REQUIREMENTS
1) According to the preservation article, how old must a structure be for ordinance 13-1104 to require public notification when a demolition permit is pulled?
2) List the headings of all the gains that appear in the preservation article.

PAGE EXCERPT
>>>
Gentle reader…

As we slam the door on 2014, it’s time for that annual Esotouric tradition: our very opinionated list of the past year’s Top Los Angeles Historic Preservation Stories. Because preservation is never as simple as buildings being lost forever or rescued from the brink, the list is split into three sections: the Gains, the Losses, and those Bittersweet moments that hover somewhere in the middle, and keep us up nights. We hope you find the list by turns thought-provoking, infuriating and inspiring, and that 2015 will see a much bigger Gains section than 2014’s meager showing.

Los Angeles Historic Preservation Gains of 2014:

G1. Tower Records finds a Simpatico Tenant: When Sacramento-based independent retail chain Tower Records filed for bankruptcy in 2006, it spelled the end for the beloved Sunset Strip record store, a Mecca for several generations of L.A. music fiends. An attempt to landmark the otherwise nondescript structure failed, as did a campaign to turn it into a music history museum, and it seemed inevitable that the low-rise structure would be demolished for yet another WeHo hotel development. So what a cool surprise to hear that guitar company Gibson had signed on to lease the site, with plans to turn it into a musical showcase venue celebrating the history and culture of the Strip.

G2. Don’t Dunk Our Donut: After international chain Dunkin Donuts announced its plans to compete in the Long Beach market with a takeover of the independent Daily Grind coffee shop on PCH, locals lamented the loss of the enormous pink glazed donut that had towered above the little stand since the 1950s. But thanks to vocal community activists from nearby Retro Row and a lively social media campaign, the big guy blinked, not just retaining the beloved giant donut, but giving it a chocolate and sprinkle-dipped makeover.

G3. Kenton Nelson’s Lost Mural Found: We’re big fans of Pasadena painter and muralist Kenton Nelson’s WPA-noir work, and make a point of seeking out his public projects. But one especially interesting commission had long eluded us: the politically-charged “City Hell,” in Roger “Waldo” Kislingbury’s former Rite Spot restaurant on Colorado Boulevard. Kislingbury is a colorful Pasadena character (and author) whose precise recreations of vintage drinking and dining spaces are unforgettable to anyone lucky enough to experience them. “City Hell,” with its pointed digs at local government, was too “hot” for new tenant Louise’s Trattoria, and the barely-dry work was painted over in 1994. But time cools all tempers, and when the 800 Degree pizzeria moved in, they made the restoration of Nelson’s mural part of the plan. Happily, the artist still lives in that dirty old town, and did the work himself.

G4. Time Enough at Last: Kudos to Los Angeles city councilman Mitch O’Farrell, who introduced the newly-adopted (and, we think, long overdue) city ordinance 13-1104, requiring public notification whenever a demolition permit is pulled for a structure more than 45 years old. It’s not an outright ban on the destruction of historic properties, but this advance notice will provide a little time for preservationists and neighbors to raise a ruckus the next time something wonderful is at risk.
<<<
PROVIDED DATA
>>>
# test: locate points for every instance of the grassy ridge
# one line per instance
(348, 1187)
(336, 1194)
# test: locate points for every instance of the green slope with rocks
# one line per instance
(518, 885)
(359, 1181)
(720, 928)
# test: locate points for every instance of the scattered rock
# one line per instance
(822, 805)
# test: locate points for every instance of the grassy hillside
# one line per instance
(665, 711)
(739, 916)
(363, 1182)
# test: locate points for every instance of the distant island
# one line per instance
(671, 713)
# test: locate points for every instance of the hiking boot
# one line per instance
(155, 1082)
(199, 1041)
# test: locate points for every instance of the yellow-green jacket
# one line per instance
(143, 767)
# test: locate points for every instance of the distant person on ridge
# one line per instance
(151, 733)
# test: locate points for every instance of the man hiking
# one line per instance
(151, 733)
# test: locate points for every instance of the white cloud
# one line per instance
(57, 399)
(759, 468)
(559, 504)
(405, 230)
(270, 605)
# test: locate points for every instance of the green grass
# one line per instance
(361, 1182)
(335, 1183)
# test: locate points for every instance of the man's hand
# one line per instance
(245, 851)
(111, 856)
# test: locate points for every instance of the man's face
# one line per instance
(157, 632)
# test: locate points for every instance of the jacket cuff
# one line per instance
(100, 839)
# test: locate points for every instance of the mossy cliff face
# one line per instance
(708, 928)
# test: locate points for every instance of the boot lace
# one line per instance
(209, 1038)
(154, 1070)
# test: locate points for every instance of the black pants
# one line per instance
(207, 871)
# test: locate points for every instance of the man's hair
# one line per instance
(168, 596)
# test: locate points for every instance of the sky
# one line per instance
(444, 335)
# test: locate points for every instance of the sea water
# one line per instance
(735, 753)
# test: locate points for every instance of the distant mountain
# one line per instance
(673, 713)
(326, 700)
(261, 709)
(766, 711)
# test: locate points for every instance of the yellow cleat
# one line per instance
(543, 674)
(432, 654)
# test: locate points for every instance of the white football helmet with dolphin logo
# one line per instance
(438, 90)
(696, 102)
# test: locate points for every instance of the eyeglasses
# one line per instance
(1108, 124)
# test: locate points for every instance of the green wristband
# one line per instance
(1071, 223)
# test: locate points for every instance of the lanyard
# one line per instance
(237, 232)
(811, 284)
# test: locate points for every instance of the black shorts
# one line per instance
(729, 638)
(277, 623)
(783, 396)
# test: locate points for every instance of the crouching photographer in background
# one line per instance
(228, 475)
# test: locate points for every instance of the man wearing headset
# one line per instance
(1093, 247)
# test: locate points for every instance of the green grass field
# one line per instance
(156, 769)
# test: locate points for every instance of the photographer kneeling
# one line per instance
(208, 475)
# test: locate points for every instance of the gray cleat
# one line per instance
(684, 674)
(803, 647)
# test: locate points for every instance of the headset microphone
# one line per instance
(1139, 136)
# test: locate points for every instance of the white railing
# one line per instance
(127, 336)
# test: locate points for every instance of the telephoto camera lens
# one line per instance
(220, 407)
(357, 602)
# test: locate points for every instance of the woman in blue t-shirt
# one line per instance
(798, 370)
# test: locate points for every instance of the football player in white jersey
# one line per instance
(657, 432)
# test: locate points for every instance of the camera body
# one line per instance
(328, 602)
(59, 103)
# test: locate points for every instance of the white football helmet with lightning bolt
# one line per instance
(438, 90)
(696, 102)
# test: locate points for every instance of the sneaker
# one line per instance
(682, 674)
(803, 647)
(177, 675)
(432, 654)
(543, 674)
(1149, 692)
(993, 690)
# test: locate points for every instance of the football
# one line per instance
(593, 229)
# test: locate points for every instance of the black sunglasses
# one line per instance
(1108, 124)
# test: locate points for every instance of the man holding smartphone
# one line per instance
<<<
OUTPUTS
1) More than 45 years old.

2)
- Tower Records finds a Simpatico Tenant
- Don’t Dunk Our Donut
- Kenton Nelson’s Lost Mural Found
- Time Enough at Last